§ **Exercise data**

* BEGIN *

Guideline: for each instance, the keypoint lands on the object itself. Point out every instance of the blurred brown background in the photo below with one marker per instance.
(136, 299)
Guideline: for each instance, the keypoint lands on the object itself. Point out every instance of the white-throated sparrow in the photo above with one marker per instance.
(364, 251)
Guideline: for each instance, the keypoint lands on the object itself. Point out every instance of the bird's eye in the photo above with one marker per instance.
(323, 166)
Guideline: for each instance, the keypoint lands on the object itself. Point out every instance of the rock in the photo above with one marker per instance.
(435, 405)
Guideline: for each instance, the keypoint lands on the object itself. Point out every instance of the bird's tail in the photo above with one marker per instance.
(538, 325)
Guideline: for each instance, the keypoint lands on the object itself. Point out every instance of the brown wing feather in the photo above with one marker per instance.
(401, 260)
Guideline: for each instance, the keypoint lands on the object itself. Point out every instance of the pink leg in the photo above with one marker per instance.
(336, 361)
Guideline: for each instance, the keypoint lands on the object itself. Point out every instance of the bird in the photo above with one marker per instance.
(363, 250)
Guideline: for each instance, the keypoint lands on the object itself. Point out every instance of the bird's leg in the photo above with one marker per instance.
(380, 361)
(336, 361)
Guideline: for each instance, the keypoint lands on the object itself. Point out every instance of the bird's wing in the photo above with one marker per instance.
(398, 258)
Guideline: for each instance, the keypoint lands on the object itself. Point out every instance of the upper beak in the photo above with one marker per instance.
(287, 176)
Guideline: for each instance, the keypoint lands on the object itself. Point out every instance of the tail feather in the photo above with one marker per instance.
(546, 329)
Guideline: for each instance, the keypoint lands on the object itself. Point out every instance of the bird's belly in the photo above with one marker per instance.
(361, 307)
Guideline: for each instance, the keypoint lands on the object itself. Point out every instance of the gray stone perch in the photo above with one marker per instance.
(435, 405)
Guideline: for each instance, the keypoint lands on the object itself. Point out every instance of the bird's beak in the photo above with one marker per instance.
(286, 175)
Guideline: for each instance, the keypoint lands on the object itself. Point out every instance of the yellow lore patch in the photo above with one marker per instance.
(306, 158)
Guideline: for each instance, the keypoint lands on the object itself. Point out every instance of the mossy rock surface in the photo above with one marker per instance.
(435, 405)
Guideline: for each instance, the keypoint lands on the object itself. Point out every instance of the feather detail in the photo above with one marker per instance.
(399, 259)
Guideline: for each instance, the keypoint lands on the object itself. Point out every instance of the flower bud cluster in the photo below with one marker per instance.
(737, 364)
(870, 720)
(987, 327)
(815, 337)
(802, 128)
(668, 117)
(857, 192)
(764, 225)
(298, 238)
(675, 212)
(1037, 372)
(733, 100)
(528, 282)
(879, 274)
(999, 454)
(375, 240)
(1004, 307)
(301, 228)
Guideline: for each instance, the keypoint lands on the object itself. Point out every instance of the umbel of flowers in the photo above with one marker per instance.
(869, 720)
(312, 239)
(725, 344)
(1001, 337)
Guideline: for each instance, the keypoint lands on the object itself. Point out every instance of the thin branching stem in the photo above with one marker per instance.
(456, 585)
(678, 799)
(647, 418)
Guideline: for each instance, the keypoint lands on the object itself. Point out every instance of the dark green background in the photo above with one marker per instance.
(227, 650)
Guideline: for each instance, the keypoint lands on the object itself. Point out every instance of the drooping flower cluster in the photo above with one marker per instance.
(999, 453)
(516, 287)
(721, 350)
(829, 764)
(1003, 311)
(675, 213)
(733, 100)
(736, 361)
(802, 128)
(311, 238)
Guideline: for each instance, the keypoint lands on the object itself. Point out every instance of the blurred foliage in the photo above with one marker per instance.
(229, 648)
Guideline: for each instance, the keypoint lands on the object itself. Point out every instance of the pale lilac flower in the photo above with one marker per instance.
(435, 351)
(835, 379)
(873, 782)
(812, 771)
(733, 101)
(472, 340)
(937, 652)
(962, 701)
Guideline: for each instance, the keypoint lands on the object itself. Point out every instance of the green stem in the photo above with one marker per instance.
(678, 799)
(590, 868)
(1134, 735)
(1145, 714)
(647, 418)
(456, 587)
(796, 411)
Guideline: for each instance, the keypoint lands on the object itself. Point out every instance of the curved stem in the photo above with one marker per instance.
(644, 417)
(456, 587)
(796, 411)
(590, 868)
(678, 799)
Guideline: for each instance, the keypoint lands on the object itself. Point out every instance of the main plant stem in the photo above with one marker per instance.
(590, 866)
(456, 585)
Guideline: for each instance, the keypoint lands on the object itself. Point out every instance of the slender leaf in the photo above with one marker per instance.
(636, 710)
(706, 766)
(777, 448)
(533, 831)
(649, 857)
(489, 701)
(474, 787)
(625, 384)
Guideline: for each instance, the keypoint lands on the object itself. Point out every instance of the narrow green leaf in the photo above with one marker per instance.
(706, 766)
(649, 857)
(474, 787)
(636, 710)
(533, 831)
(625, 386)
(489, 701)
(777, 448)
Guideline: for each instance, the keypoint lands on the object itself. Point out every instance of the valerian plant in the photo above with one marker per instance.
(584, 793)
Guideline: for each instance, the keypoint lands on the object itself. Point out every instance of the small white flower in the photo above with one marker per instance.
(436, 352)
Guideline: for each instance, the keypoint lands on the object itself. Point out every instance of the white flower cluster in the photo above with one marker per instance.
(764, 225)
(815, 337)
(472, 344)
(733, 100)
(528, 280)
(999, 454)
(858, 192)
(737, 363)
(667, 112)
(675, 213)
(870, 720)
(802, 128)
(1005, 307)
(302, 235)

* END *

§ **Exercise goal**
Can you reproduce every one of the records above verbatim, character for character, with nothing added or left out?

§ **Complete answer**
Guideline: for each instance, the keypoint lands on the object itself. Point out every instance of the blurred brown background in the photo below with one marker per instance.
(136, 299)
Guideline: for each instance, the keypoint lands on the object itself. Point out every instance of the white-throated sparrow in the photo above with one marker per instance.
(364, 251)
Guideline: for each instance, the keypoint lands on the object itself. Point out every instance of the bird's eye in the photo above with one marker per instance.
(323, 166)
Guideline: for each instance, the keypoint lands on the object itself. Point out every instance of the rock in the photo above with one marker per instance.
(435, 405)
Guideline: for each instance, the keypoint lands on the object itself. Point out every instance of the bird's tail in the photo above with one marker per instance.
(538, 325)
Guideline: for each instance, the keypoint lands on the object itself. Point out every instance of the brown wing feather in the photo above with one marker per instance.
(401, 260)
Guideline: for each instance, the keypoint lands on the object itself. Point out every instance of the pink leg in the photo above with one marker per instance.
(336, 361)
Guideline: for each instance, the keypoint lands on the object itself. Point out every instance of the bird in the photo above with one marker per instance.
(363, 250)
Guideline: for each instance, the keypoint lands on the object itself. Point out every instance of the bird's leg in the photo above with one marker per instance.
(380, 361)
(336, 361)
Guideline: for each instance, the keypoint lands on the object itself. Point out every instance of the bird's wing in the photo above with one marker per instance.
(398, 258)
Guideline: for each instance, the keypoint lands on the object itself. Point out every instance of the upper beak in the photo above with one marker per instance.
(287, 176)
Guideline: for each instance, the keypoint lands on the object itself. Point out every instance of the tail feather in the photo above with one marker per instance.
(546, 329)
Guideline: for each instance, the keypoint lands on the object itself. Point out every instance of the bird's belly in the photo above with one marker per instance.
(361, 307)
Guideline: for each instance, the keypoint lands on the object itself. Point out every instance of the gray stone perch in the photo above with one marker per instance.
(435, 405)
Guideline: for each instance, the keypoint lands on the object itself. Point out every instance of the bird's beak in the photo above with one marker per instance.
(286, 175)
Guideline: for each instance, the keypoint lands on the object itself. Point out every instance of the yellow lore patch in the photo above with one marker per instance.
(306, 158)
Guideline: for each instance, the keypoint lands on the object itself. Point out every instance of the mossy rock surface in the photo above with one marker per instance.
(435, 405)
Guideline: for each instance, the keypoint lands on the object itself. Point out every instance of the feather detail in the photo above with one marker per instance.
(399, 259)
Guideline: for each instance, the keypoint lands on the object itself. Point out every instance of the flower bud cluster in the photo below with one marker per instance.
(737, 364)
(870, 720)
(987, 327)
(815, 337)
(802, 128)
(668, 117)
(857, 192)
(764, 225)
(298, 238)
(675, 212)
(1037, 372)
(733, 100)
(528, 282)
(879, 274)
(999, 454)
(375, 240)
(1004, 307)
(301, 228)
Guideline: for each instance, the keypoint lands on the object itself. Point out every instance of the umbel of flowers in the photo above with one marker per instance.
(869, 720)
(312, 239)
(725, 344)
(1001, 337)
Guideline: for each instance, the keypoint lands on the object itself. Point out every instance of the thin branching stem in the photo above with one marker per instance.
(456, 585)
(678, 799)
(647, 418)
Guideline: for each instance, the keypoint lands on the object itself. Point out every instance of the dark green background in the photo above with one marker per instance.
(227, 650)
Guideline: for each instance, the keypoint lands on the object itself. Point out every instance of the drooping flower cluster in the photo above with one marker per instance.
(999, 453)
(516, 287)
(721, 350)
(829, 764)
(1003, 311)
(675, 213)
(733, 100)
(736, 361)
(802, 128)
(311, 238)
Guideline: for each instance, the keypoint lands on the object itself. Point out every instance of the blurred foliage in the photo above with one marker per instance.
(229, 648)
Guideline: for each instance, the keypoint lands on the object itself. Point out every instance of the pale lilac flower in the photo above with one marker per instance.
(435, 351)
(835, 379)
(873, 782)
(812, 771)
(733, 101)
(472, 340)
(937, 652)
(962, 701)
Guideline: for each instance, the keypoint lands on the object itself. Point out every instance of the green stem in the photo above with one marker per instance.
(678, 799)
(590, 868)
(1134, 735)
(1145, 714)
(647, 418)
(456, 587)
(796, 411)
Guideline: for each instance, the keypoint lands on the object itself. Point out every instance of the curved stem in the photo above with one marker per instance.
(644, 417)
(456, 587)
(796, 411)
(590, 868)
(678, 799)
Guideline: for each instance, the keypoint lands on the object itself. Point out every instance of the main plant stem in the photo above with one marker per instance.
(590, 866)
(456, 585)
Guideline: for each instance, the keypoint lands on the object itself. Point out every instance of the slender leaf in the photo above with one marker per instance.
(636, 710)
(706, 766)
(777, 448)
(533, 831)
(649, 857)
(489, 701)
(474, 787)
(625, 384)
Guideline: for each instance, the keypoint lands on the object itself. Point out every instance of the narrow green leaf in the photo above with one marker per instance.
(706, 766)
(649, 857)
(474, 787)
(636, 710)
(533, 831)
(625, 386)
(489, 701)
(777, 448)
Guideline: for each instance, the keypoint lands on the object itself. Point out every instance of the valerian plant in the photo above with one marker per instance.
(584, 793)
Guideline: for each instance, the keypoint lands on the object itself. Point out every instance of the small white flower in the photo above with one marker per instance.
(436, 352)
Guideline: for each instance, the keypoint lands on the object itself. Point out every instance of the white flower cluster in the photo above with one marker per instance.
(764, 225)
(815, 337)
(472, 344)
(733, 100)
(528, 280)
(999, 454)
(858, 192)
(737, 363)
(667, 112)
(675, 213)
(870, 720)
(802, 128)
(1005, 307)
(302, 235)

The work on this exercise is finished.